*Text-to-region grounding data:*
——————————
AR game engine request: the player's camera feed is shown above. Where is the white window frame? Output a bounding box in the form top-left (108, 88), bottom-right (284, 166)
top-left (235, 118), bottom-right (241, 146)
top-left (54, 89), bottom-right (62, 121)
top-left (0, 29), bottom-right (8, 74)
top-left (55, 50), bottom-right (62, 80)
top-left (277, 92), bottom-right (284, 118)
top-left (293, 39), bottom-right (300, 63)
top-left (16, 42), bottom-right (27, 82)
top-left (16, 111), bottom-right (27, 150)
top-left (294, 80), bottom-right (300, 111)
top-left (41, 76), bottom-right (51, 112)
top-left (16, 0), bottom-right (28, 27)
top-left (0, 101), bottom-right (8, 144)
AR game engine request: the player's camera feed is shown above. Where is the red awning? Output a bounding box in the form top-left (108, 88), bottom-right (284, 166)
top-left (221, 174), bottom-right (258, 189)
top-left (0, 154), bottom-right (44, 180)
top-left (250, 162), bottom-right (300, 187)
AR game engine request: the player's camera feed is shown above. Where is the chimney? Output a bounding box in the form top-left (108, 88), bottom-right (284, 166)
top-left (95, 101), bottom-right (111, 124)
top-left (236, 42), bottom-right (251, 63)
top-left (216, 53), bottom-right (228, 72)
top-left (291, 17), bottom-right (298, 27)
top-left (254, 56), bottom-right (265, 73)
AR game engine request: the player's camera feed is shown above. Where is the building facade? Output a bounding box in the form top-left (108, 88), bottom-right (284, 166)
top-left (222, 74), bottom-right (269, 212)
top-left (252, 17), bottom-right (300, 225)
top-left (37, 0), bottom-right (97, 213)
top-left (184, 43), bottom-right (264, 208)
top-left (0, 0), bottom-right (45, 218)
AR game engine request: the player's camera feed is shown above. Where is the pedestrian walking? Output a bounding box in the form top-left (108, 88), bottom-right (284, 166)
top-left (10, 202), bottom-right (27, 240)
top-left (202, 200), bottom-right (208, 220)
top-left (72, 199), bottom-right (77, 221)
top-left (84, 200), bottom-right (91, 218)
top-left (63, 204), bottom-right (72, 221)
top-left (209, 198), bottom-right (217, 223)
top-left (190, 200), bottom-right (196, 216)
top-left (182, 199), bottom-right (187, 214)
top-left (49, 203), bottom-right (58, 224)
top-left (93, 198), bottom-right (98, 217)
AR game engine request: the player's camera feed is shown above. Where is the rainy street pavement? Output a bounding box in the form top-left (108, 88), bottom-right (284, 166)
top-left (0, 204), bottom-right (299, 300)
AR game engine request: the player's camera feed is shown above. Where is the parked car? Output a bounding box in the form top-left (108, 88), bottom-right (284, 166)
——————————
*Problem statement:*
An exact transcription of every record above is required.

*Answer for the task:*
AR game engine request: the player's camera feed is shown above. Where is the white window frame? Output a bounding box in the form top-left (108, 88), bottom-right (284, 166)
top-left (235, 118), bottom-right (241, 146)
top-left (54, 89), bottom-right (62, 121)
top-left (0, 29), bottom-right (8, 74)
top-left (55, 50), bottom-right (62, 80)
top-left (277, 92), bottom-right (284, 118)
top-left (293, 39), bottom-right (300, 63)
top-left (16, 42), bottom-right (27, 82)
top-left (16, 111), bottom-right (27, 150)
top-left (294, 80), bottom-right (300, 111)
top-left (41, 76), bottom-right (51, 112)
top-left (16, 0), bottom-right (28, 27)
top-left (0, 101), bottom-right (8, 144)
AR game engine request: the player's camera feed is shown above. Where is the red awning? Output a bounding box in the form top-left (108, 88), bottom-right (284, 166)
top-left (221, 174), bottom-right (258, 189)
top-left (0, 154), bottom-right (44, 180)
top-left (250, 162), bottom-right (300, 187)
AR game engine request: the player's camera feed is shown above. Where is the chimney? Output a bounding box in the form top-left (108, 88), bottom-right (284, 166)
top-left (95, 101), bottom-right (111, 124)
top-left (236, 42), bottom-right (251, 63)
top-left (216, 53), bottom-right (228, 72)
top-left (291, 17), bottom-right (298, 27)
top-left (254, 56), bottom-right (265, 73)
AR game engine request: the player's camera feed is shown above. Where is the building facade? Output a bounding box in the form top-left (108, 88), bottom-right (284, 166)
top-left (222, 74), bottom-right (269, 212)
top-left (252, 17), bottom-right (300, 225)
top-left (37, 0), bottom-right (97, 213)
top-left (184, 43), bottom-right (264, 208)
top-left (0, 0), bottom-right (45, 218)
AR game engine request: the player's camera feed is shown above. Where is the pedestrian walking? Output a bounding box in the form top-left (108, 88), bottom-right (284, 166)
top-left (10, 202), bottom-right (27, 240)
top-left (202, 200), bottom-right (208, 220)
top-left (72, 199), bottom-right (77, 221)
top-left (84, 200), bottom-right (91, 218)
top-left (63, 204), bottom-right (72, 221)
top-left (209, 198), bottom-right (217, 223)
top-left (190, 200), bottom-right (196, 216)
top-left (182, 199), bottom-right (187, 214)
top-left (49, 203), bottom-right (58, 224)
top-left (93, 198), bottom-right (98, 217)
AR game engine request: the player's camera feed is shown above. Where is the rainy street pavement? Output a bounding box in the form top-left (108, 88), bottom-right (284, 166)
top-left (0, 204), bottom-right (299, 300)
AR game engine request: the player's camera feed is shown above. Where is the parked car? Output a bounding box in the form top-left (108, 88), bottom-right (284, 166)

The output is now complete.